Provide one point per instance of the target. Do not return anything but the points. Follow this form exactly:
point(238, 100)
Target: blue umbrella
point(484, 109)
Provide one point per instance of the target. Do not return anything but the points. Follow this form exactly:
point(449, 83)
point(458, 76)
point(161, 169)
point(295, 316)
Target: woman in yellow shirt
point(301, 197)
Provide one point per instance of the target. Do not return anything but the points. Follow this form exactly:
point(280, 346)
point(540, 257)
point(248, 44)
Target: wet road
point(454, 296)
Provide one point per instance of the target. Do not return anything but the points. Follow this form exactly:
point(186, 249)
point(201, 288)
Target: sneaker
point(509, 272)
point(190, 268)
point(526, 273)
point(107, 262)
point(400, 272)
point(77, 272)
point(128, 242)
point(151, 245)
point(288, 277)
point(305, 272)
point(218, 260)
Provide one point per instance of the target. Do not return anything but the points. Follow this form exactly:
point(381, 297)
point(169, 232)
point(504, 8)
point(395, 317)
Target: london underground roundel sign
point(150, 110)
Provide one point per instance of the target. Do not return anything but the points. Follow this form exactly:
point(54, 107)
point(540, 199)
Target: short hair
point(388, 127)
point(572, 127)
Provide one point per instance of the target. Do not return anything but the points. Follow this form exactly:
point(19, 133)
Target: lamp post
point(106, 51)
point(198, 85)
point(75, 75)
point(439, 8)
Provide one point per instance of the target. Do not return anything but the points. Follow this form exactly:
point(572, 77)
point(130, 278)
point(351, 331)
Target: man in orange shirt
━━━━
Repeat every item above, word for word and line for line, without changing anything.

CORRECT ANSWER:
Provide one point per instance of the target. Do not return anything but the points. Follow this form exactly:
point(238, 100)
Target: blue umbrella
point(484, 109)
Provide one point per instance of the target. Do not return anything but the points. Follow this form exactly:
point(449, 83)
point(458, 76)
point(161, 169)
point(295, 316)
Target: woman in yellow shirt
point(301, 197)
Provide one point per instance of the target. Do not return anything but the points. Follow this form exactly:
point(280, 346)
point(540, 257)
point(248, 44)
Target: wet road
point(454, 296)
Provide one point per instance of the target. Do not return anything but the points. Follow this form exactly:
point(186, 249)
point(201, 288)
Target: sneaker
point(509, 272)
point(190, 268)
point(526, 273)
point(107, 262)
point(400, 272)
point(77, 272)
point(128, 242)
point(151, 245)
point(288, 277)
point(305, 272)
point(218, 260)
Provide one point per instance of the target. Do not return anything but the points. Follow this form exactly:
point(381, 297)
point(169, 232)
point(504, 8)
point(395, 317)
Target: london underground roundel sign
point(150, 110)
Provide one point per instance of the target. Do not return anything but the points. Follow this form exactly:
point(54, 107)
point(540, 199)
Target: short hair
point(388, 127)
point(572, 127)
Provide one point per instance of the target. Do not return anything but the points. Follow this form exactly:
point(19, 133)
Target: lamp post
point(106, 51)
point(198, 85)
point(75, 75)
point(439, 8)
Provide one point per instance of the target. Do not return anything but the points. Follow this form exactly:
point(572, 77)
point(130, 278)
point(351, 331)
Target: man in orange shirt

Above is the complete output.